--- What this exercise asks ---
[A] According to the column on the Jazz's loss to the Clippers, why should the players be allowed to try out their new roles and fight through failure? Answer in one to three sentences.
[B] Translate into Spanish the following sentence from the column on the Jazz's loss to the Clippers: "The conversation after the game would also lead you to a similar conclusion."
[C] From the column on the Jazz's loss to the Clippers, reproduce word for word the stretch from "Hardy went down" through "winning Jazz team.".

--- Source document ---
______________________________

Andy Larsen: As loss to Clippers showed, the Jazz are just less talented than most of their opponents

The pain of rebuilding was apparent in Thursday’s 117-103 defeat to L.A.

There are a lot of little quotes around the Utah Jazz recently that hint at an undeniable fact: They’re just not as good at basketball as their opponents.

Take one from head coach Will Hardy on Thursday’s practice, before their 117-103 loss to the Los Angeles Clippers: “We do have a lot of guys on our team who, throughout their careers, especially in the NBA, have been role players.”

Hardy went down the list of players on his roster. Jordan Clarkson has been asked to start as the Jazz’s primary ballhandling scorer, when he’s used to being a sixth man. Lauri Markkanen has “never been the No. 1 player on a scouting report.” Teams have scouted Walker Kessler, and “teams aren’t just letting him go where he wants to go.” And Keyonte George has never been a point guard before.

Yes, on one hand, that means the players involved aren’t used to their roles, and there will be growing pains as they learn them. They should be allowed to try out those roles, and fight through failure — because if they succeed, they may play those roles for the next winning Jazz team.

On the other hand, there’s also a reality that when you have players learning new roles, there might be a reason no other team had used them there before — because they’re not talented enough.

The conversation after the game would also lead you to a similar conclusion.

“I think our team’s approach today was fantastic. I’m proud of the way the team played,” Hardy said, after a game in which they didn’t have a greater than 20% chance of winning after the two-minute mark of the second quarter. The Clippers, their opponent, are certainly a good team, but they’re not one of the best. NBA oddsmakers believe there’s only about a 3% chance that they win the championship this year.

(Bethany Baker | The Salt Lake Tribune) Utah Jazz guard Jordan Clarkson (00) drives past LA Clippers guard Terance Mann (14) at the Delta Center in Salt Lake City on Friday, Dec. 8, 2023.

______________________________

--- Given information ---
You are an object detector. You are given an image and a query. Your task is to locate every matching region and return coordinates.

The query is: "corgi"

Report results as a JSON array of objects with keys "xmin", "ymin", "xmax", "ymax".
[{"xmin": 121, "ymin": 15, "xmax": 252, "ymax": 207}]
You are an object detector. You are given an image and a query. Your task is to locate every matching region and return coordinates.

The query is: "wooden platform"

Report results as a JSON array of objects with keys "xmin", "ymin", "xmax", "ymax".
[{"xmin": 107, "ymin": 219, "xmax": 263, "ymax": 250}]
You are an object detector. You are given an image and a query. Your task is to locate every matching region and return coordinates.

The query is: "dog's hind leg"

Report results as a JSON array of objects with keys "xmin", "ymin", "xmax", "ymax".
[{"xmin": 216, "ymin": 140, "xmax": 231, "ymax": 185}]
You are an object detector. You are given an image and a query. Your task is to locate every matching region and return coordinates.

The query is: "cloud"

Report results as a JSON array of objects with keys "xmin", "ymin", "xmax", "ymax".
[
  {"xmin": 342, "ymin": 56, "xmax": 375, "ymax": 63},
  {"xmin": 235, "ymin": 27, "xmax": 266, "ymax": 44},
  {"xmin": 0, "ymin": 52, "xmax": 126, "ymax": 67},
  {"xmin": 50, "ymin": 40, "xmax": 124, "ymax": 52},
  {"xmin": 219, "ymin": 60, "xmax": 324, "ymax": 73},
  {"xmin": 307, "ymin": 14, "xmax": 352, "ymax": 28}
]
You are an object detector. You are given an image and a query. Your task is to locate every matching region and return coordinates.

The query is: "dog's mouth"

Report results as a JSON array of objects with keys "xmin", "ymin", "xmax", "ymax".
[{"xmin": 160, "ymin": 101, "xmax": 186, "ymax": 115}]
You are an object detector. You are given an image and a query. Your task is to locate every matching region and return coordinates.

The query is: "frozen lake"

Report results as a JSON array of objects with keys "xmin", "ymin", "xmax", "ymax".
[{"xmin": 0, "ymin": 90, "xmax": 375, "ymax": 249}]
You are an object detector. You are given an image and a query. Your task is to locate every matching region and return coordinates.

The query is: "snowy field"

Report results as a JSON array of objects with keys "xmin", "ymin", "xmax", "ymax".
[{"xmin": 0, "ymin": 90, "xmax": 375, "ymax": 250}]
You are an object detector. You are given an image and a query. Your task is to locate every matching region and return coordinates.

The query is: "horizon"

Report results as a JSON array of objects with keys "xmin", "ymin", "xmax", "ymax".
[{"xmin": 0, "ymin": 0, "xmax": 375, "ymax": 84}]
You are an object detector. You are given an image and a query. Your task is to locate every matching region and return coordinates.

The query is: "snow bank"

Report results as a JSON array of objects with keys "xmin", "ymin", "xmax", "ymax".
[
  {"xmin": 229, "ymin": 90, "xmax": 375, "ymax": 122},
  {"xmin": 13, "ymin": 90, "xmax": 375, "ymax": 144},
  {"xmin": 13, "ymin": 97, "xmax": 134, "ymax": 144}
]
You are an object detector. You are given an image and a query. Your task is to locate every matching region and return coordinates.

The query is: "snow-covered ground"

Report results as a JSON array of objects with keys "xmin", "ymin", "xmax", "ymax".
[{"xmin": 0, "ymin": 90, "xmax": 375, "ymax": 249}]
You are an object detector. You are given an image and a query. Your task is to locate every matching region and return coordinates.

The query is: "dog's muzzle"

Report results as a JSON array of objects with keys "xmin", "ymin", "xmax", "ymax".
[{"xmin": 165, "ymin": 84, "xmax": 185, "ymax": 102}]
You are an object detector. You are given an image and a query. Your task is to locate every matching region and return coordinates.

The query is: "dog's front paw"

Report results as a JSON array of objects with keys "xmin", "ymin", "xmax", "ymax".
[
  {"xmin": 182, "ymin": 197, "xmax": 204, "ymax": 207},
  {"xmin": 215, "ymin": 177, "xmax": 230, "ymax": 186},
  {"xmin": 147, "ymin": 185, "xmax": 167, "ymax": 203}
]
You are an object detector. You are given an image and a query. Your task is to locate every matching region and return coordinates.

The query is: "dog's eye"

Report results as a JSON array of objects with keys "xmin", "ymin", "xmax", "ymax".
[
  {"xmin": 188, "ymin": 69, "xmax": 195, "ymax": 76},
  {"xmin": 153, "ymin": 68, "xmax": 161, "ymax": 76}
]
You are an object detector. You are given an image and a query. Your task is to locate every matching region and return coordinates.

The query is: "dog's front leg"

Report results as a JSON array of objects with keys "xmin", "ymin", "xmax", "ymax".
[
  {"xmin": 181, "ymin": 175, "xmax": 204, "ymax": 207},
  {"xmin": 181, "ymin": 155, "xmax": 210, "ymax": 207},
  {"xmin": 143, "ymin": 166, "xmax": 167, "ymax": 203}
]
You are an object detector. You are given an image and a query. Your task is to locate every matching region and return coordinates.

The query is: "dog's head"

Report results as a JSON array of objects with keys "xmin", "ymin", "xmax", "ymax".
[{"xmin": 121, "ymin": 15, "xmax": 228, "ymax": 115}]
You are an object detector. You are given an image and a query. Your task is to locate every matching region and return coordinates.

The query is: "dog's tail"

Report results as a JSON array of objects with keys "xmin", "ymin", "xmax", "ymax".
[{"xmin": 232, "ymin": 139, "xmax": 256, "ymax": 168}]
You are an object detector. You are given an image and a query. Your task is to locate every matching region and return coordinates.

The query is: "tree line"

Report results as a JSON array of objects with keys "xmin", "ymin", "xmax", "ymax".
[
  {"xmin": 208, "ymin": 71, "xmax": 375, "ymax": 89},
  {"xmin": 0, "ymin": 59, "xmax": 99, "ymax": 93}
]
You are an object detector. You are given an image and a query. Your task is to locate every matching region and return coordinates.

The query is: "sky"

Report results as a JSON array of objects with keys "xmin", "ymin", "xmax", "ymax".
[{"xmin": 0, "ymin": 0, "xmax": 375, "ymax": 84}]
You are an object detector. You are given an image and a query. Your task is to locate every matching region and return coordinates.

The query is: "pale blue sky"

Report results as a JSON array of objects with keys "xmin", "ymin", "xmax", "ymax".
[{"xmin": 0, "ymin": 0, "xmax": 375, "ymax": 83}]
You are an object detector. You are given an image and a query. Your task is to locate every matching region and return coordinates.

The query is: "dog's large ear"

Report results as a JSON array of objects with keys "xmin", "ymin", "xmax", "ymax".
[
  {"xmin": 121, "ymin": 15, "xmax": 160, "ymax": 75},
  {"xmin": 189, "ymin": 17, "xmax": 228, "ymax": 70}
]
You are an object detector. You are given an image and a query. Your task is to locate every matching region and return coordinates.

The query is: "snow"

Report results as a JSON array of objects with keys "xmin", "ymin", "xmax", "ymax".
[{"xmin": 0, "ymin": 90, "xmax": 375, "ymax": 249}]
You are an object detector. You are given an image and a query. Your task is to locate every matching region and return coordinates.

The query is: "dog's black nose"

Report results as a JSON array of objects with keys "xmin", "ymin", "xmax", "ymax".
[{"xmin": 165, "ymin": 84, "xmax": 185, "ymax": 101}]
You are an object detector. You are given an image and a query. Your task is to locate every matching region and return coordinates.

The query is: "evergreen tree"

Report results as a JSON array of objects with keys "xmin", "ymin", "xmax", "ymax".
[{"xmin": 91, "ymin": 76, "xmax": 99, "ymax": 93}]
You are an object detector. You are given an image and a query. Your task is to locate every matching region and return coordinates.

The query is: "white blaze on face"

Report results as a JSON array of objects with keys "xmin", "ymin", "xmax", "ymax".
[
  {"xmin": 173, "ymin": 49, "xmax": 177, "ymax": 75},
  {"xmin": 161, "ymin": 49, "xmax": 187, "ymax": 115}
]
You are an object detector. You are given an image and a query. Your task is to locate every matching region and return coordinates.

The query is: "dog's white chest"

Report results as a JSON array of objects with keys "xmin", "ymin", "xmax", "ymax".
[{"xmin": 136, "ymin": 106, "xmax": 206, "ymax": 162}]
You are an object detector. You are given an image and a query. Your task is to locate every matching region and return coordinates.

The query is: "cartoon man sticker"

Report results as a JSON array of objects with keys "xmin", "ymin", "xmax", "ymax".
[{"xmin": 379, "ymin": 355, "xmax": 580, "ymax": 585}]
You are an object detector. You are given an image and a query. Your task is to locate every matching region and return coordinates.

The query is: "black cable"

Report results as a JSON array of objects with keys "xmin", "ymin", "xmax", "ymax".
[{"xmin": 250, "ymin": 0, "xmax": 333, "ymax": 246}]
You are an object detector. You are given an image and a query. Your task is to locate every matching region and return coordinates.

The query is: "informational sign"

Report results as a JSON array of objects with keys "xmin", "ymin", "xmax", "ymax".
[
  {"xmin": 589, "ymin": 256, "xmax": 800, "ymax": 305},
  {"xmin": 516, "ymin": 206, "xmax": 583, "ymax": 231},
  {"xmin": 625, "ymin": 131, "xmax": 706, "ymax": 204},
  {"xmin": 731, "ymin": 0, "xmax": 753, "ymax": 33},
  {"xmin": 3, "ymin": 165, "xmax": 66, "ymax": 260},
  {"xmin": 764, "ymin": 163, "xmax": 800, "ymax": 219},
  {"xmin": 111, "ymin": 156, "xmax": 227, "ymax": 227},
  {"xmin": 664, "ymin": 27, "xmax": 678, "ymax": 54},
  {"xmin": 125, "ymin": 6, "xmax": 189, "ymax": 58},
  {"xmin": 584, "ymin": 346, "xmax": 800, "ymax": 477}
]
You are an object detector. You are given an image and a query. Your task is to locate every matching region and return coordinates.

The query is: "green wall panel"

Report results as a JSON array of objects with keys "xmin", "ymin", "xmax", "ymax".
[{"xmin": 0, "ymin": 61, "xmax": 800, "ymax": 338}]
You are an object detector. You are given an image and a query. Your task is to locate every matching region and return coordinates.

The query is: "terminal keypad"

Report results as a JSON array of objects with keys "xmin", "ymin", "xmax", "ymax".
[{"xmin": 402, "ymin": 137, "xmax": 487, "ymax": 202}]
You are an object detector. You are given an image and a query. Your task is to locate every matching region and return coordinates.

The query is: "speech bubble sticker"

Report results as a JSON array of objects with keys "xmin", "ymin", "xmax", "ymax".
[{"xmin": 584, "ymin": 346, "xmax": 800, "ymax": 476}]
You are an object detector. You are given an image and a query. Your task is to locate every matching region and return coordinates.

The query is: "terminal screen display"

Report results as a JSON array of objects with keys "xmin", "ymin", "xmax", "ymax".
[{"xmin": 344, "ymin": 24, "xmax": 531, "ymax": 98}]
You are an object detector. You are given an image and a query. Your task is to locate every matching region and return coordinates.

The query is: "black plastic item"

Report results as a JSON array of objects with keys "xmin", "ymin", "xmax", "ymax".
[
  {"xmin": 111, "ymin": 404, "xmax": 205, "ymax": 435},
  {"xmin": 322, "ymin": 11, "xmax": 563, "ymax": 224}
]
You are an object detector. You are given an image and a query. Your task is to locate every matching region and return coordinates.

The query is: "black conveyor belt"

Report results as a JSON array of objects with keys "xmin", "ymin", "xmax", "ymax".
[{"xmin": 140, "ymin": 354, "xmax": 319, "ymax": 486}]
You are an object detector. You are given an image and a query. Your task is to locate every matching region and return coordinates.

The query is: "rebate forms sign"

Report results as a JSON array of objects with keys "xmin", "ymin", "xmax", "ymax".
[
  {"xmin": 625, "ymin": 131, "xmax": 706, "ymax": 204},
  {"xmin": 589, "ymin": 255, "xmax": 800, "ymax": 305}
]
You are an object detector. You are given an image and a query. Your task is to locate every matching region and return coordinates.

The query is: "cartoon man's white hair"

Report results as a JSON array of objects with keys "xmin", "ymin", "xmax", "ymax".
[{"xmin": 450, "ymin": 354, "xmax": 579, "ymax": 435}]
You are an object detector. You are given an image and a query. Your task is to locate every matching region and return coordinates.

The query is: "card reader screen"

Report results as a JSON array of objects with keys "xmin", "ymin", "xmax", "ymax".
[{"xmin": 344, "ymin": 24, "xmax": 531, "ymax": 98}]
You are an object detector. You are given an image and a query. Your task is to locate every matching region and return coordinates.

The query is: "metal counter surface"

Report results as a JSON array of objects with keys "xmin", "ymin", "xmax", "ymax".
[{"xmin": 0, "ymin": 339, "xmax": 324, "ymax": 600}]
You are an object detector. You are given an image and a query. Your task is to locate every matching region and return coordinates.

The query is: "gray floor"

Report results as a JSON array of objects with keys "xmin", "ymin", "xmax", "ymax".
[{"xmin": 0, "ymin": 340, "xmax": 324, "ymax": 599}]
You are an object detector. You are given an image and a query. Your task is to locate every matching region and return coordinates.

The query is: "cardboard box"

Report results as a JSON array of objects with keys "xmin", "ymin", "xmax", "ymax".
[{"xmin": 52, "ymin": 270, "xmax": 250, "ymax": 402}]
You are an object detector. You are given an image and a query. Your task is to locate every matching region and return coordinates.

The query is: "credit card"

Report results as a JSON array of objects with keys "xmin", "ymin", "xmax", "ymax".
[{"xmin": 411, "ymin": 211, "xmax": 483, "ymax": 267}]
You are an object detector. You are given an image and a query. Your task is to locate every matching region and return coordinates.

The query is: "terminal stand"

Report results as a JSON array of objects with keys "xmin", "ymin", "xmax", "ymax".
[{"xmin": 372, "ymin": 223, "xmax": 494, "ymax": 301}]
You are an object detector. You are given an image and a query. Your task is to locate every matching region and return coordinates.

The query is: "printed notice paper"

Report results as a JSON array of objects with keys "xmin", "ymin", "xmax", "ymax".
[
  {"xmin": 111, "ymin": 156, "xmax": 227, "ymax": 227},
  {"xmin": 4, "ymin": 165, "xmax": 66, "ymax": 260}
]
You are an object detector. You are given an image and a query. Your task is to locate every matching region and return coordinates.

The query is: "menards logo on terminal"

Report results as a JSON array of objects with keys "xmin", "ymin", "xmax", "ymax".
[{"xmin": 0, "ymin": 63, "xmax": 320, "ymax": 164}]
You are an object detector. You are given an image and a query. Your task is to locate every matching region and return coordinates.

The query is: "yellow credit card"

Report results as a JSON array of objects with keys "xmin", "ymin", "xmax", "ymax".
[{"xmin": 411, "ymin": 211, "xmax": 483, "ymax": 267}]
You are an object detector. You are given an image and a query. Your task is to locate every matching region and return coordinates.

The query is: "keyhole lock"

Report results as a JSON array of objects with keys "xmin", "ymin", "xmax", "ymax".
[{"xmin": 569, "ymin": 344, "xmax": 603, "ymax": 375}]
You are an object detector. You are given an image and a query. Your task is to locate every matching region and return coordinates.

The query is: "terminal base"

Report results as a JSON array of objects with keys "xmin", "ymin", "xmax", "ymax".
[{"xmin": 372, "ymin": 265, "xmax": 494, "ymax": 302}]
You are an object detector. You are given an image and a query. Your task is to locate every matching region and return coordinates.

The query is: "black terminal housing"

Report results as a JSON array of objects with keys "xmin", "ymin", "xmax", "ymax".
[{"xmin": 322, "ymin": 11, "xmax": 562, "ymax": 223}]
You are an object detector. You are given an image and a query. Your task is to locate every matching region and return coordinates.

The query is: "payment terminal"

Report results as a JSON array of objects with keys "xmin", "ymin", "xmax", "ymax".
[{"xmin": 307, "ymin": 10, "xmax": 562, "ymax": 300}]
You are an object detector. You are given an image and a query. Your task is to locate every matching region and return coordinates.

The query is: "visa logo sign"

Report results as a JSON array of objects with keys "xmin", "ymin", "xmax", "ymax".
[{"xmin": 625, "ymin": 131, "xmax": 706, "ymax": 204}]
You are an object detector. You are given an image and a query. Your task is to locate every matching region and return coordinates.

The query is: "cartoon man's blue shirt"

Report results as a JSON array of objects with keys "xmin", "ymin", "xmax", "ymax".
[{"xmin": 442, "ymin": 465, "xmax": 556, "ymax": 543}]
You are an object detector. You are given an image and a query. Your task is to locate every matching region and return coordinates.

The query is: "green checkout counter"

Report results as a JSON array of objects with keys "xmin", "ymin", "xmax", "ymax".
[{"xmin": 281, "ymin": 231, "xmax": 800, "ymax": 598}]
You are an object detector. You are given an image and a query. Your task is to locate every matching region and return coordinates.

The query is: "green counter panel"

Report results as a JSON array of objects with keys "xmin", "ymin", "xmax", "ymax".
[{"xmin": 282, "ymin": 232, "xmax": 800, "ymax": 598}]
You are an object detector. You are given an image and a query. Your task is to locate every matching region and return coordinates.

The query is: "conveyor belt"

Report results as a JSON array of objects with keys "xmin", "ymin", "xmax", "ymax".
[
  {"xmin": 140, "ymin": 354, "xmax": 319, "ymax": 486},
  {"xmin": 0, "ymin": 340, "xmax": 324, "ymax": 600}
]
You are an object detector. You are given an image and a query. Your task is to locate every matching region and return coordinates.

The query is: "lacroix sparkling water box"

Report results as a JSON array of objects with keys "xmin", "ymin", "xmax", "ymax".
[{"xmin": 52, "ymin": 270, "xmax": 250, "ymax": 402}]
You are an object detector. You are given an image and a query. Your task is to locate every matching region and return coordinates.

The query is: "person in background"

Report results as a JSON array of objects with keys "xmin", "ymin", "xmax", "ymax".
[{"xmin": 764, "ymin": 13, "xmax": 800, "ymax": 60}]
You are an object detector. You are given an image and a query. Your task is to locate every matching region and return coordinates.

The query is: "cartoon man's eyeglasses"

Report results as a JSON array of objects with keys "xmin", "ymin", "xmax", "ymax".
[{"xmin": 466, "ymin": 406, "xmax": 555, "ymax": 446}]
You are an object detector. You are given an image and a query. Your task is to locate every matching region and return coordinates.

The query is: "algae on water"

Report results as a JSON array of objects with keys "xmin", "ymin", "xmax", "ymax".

______________________________

--- Answers to the problems ---
[A] If they succeed in those roles, they may play them for the next winning Jazz team.

[B] La conversación después del partido también te llevaría a una conclusión similar.

[C]
Hardy went down the list of players on his roster. Jordan Clarkson has been asked to start as the Jazz’s primary ballhandling scorer, when he’s used to being a sixth man. Lauri Markkanen has “never been the No. 1 player on a scouting report.” Teams have scouted Walker Kessler, and “teams aren’t just letting him go where he wants to go.” And Keyonte George has never been a point guard before.

Yes, on one hand, that means the players involved aren’t used to their roles, and there will be growing pains as they learn them. They should be allowed to try out those roles, and fight through failure — because if they succeed, they may play those roles for the next winning Jazz team.